__What the task asks__: Pull out every line of the material below that contains the string "positive". Case matters.

__Input material__:
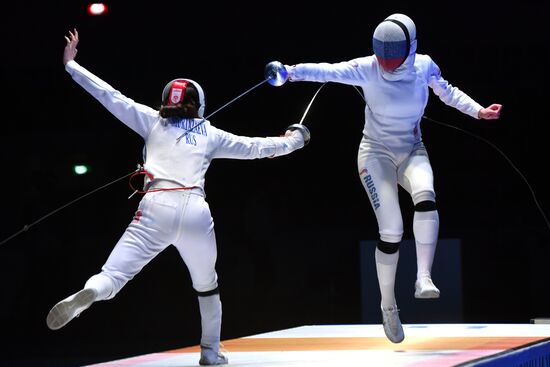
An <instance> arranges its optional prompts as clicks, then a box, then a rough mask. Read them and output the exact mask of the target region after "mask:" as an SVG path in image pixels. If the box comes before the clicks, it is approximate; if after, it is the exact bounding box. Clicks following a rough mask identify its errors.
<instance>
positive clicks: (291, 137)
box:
...
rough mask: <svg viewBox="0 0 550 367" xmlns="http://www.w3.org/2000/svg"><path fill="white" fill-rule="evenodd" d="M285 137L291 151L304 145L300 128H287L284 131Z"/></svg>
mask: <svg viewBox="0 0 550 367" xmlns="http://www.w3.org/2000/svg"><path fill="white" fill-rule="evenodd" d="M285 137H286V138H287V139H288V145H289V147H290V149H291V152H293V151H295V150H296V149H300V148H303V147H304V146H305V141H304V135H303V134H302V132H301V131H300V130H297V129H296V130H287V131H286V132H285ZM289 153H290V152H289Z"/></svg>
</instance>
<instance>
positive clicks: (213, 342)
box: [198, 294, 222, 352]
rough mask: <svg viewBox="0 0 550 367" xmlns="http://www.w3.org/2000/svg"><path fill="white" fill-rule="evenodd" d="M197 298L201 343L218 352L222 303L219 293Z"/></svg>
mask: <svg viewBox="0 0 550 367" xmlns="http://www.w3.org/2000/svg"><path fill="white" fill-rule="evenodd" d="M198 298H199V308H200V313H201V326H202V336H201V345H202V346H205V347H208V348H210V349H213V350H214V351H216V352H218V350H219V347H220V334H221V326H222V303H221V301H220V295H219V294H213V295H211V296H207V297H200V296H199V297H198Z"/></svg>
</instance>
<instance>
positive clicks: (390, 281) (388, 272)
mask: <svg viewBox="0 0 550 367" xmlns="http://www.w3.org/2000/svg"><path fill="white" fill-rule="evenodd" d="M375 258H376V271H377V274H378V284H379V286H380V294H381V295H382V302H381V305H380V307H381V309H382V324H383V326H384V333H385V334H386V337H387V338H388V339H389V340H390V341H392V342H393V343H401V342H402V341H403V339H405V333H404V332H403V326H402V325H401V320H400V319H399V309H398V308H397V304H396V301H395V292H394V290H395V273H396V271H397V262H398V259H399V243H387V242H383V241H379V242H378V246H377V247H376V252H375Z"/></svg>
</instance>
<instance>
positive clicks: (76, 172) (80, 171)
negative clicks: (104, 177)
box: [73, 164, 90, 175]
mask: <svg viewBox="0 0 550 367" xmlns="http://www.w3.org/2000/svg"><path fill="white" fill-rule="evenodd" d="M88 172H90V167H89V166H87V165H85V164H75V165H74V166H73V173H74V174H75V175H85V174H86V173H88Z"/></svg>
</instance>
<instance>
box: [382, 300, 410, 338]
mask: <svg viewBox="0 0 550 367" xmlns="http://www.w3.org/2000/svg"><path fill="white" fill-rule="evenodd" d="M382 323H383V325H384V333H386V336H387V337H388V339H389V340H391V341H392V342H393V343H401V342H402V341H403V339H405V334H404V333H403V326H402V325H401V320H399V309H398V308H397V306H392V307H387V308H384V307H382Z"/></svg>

__Completed exercise__:
positive clicks: (291, 137)
positive clicks: (213, 342)
positive clicks: (390, 281) (388, 272)
positive clicks: (76, 172) (80, 171)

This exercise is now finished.